[Start of section]
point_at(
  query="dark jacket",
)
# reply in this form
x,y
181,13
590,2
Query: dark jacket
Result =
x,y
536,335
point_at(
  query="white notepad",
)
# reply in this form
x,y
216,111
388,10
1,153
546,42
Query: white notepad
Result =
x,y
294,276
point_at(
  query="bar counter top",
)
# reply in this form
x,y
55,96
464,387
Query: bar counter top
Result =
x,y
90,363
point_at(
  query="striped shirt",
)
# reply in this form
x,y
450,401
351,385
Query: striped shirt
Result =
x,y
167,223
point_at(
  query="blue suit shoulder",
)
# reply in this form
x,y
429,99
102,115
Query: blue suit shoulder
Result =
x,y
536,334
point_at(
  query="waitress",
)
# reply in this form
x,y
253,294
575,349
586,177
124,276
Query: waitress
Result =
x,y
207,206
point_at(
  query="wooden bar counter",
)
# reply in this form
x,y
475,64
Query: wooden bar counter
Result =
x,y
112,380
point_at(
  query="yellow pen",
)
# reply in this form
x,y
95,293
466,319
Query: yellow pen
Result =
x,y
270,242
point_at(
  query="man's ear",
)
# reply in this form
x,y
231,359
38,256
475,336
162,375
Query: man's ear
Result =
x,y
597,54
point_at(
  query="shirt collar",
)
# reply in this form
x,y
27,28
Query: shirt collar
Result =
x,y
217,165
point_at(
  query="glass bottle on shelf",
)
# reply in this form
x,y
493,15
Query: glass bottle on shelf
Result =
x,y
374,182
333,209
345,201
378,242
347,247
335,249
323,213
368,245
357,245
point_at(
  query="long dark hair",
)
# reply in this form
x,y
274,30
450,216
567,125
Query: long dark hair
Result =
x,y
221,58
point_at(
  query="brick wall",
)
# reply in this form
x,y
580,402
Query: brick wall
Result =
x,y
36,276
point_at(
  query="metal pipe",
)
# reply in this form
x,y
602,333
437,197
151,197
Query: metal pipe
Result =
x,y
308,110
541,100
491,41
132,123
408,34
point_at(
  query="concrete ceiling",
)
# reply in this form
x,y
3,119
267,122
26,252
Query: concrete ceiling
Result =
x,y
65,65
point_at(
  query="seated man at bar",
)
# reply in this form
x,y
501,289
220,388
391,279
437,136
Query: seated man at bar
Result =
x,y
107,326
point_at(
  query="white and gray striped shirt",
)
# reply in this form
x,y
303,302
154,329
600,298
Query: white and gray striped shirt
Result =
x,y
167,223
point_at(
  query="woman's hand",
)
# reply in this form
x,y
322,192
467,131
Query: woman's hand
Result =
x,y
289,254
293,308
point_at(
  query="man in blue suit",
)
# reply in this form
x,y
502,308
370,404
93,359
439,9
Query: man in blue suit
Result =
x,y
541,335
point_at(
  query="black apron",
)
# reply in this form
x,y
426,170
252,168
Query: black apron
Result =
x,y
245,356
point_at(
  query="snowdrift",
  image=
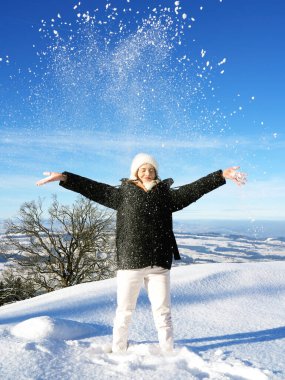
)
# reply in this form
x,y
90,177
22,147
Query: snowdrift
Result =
x,y
228,319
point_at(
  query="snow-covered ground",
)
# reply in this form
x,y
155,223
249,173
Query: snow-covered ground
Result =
x,y
228,316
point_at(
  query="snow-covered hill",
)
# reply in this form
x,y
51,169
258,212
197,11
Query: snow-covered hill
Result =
x,y
228,318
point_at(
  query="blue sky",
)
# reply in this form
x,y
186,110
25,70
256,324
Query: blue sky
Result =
x,y
199,84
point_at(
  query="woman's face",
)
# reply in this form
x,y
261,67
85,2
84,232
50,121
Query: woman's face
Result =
x,y
146,173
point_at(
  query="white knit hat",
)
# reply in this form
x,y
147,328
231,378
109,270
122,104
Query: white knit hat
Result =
x,y
139,160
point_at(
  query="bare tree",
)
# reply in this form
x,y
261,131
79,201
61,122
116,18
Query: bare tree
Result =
x,y
73,245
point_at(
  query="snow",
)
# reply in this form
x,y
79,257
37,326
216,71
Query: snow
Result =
x,y
228,321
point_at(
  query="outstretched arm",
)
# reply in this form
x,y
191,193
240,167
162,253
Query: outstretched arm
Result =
x,y
51,177
102,193
187,194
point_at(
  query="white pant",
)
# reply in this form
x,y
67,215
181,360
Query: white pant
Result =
x,y
157,284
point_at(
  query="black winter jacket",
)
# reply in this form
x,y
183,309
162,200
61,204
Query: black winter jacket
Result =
x,y
144,234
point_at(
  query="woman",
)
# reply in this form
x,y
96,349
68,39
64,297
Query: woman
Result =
x,y
144,236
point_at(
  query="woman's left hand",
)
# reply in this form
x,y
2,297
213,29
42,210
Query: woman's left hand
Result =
x,y
233,174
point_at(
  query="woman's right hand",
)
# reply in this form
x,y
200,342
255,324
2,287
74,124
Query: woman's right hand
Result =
x,y
51,177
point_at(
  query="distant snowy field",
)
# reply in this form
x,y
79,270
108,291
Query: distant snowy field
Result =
x,y
228,313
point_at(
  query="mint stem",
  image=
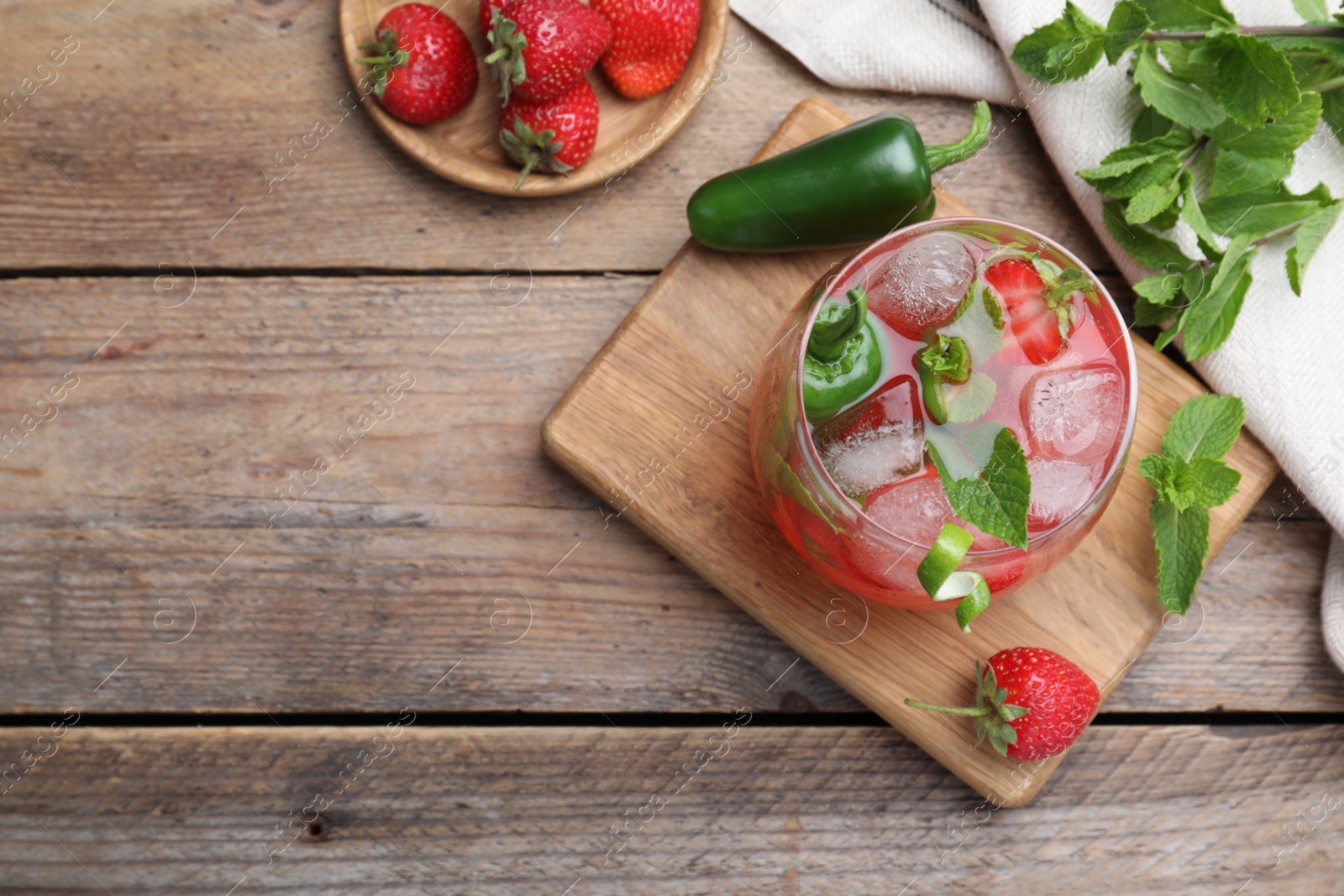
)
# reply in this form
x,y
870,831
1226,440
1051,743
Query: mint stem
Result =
x,y
1296,31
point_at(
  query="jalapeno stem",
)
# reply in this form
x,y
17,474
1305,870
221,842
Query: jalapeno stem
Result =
x,y
828,338
945,155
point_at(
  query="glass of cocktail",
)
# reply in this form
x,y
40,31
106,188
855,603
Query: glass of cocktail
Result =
x,y
927,344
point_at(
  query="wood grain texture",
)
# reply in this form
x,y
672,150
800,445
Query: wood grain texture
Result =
x,y
167,141
467,149
655,375
1142,812
170,450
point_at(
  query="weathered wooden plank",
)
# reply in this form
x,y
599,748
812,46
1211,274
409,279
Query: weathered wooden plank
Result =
x,y
141,149
170,449
501,812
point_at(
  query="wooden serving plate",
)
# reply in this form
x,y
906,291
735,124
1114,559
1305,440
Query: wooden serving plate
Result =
x,y
656,392
465,148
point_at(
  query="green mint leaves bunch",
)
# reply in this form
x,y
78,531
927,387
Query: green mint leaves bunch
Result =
x,y
1236,101
988,485
1189,477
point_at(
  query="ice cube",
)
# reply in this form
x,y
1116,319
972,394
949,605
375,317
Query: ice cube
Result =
x,y
1074,414
914,510
922,284
917,511
1058,488
866,463
875,443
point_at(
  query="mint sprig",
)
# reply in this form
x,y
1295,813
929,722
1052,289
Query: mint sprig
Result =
x,y
1189,477
994,492
1229,101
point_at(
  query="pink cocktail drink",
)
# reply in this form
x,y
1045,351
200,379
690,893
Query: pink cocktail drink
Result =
x,y
981,325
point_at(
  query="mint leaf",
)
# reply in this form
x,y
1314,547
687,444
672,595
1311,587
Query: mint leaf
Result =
x,y
1312,11
1063,50
1182,539
1209,483
1126,27
1160,289
1280,137
1139,155
1173,98
998,497
969,402
1310,237
1151,202
1162,473
1133,168
949,359
1254,78
1330,47
1332,112
978,327
1142,244
1203,481
1189,477
1180,15
1194,217
1205,426
1149,123
1236,174
1263,211
1209,322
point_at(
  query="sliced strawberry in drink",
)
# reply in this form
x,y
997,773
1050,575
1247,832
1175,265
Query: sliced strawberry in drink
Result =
x,y
1041,322
875,443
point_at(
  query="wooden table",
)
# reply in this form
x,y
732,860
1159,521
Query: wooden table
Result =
x,y
432,663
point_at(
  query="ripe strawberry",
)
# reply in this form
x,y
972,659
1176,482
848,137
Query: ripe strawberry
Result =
x,y
427,70
543,47
1041,309
487,13
651,42
554,134
1032,703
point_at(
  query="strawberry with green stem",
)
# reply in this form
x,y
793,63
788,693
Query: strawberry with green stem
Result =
x,y
425,70
554,134
1030,703
1038,296
543,47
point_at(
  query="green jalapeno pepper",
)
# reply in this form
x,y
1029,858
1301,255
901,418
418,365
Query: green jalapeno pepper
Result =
x,y
844,356
848,187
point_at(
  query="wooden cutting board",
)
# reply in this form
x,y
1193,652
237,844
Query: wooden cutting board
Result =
x,y
676,365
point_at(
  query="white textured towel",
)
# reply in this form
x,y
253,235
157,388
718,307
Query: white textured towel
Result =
x,y
1285,358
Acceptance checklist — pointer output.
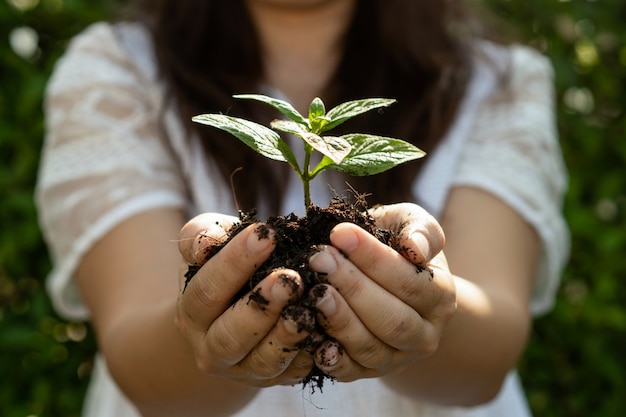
[End of section]
## [Task goal]
The answer must be a verbatim transcription of the entries above, from the first line through the line that contains "Query: concrete ceiling", and nothing more.

## [Reply]
point_at(
  query="dark jacket",
)
# reply in this form
x,y
181,13
590,2
Query: dark jacket
Result =
x,y
536,335
point_at(
  query="white notepad",
)
# reply in this form
x,y
216,111
388,10
1,153
546,42
Query: white notepad
Result =
x,y
294,276
point_at(
  query="bar counter top",
)
# reply in this form
x,y
55,96
464,387
Query: bar counter top
Result =
x,y
90,363
point_at(
  query="striped shirt",
)
# reply in this form
x,y
450,401
351,385
Query: striped shirt
Result =
x,y
167,223
point_at(
  query="blue suit shoulder",
)
# reply in this form
x,y
429,99
102,115
Query: blue suit shoulder
Result =
x,y
536,334
point_at(
  query="waitress",
)
# reply in this form
x,y
253,294
575,349
586,177
124,276
Query: waitress
Result =
x,y
207,206
point_at(
  query="wooden bar counter",
)
# reply in this form
x,y
475,64
Query: wooden bar counter
Result =
x,y
112,380
point_at(
  query="yellow pen",
)
# reply in this form
x,y
95,293
466,319
Query: yellow pen
Result =
x,y
270,242
point_at(
  query="man's ear",
)
# reply in this form
x,y
231,359
38,256
475,336
162,375
Query: man's ear
Result =
x,y
597,54
point_at(
  query="shirt collar",
)
# reply in this form
x,y
27,28
Query: shirt collar
Result =
x,y
217,165
point_at(
  query="glass bottle on shelf",
)
# reply in this form
x,y
493,15
Query: glass bottle on shelf
Result =
x,y
374,182
333,209
345,201
378,242
347,247
335,249
323,213
368,245
357,245
point_at(
  query="long dark hair",
)
# reply in this form
x,y
274,30
450,216
567,125
Query: long dark hair
Result =
x,y
221,58
point_at(
  query="brick wall",
)
# reply in this form
x,y
580,402
Query: brick wall
Result =
x,y
36,276
point_at(
  query="metal pipe",
)
# reply in this form
x,y
602,333
437,197
151,197
Query: metal pipe
Result =
x,y
308,110
541,100
491,41
132,123
408,34
point_at(
  query="concrete ceiling",
)
# reply in this form
x,y
3,119
267,122
26,252
Query: concrete ceiling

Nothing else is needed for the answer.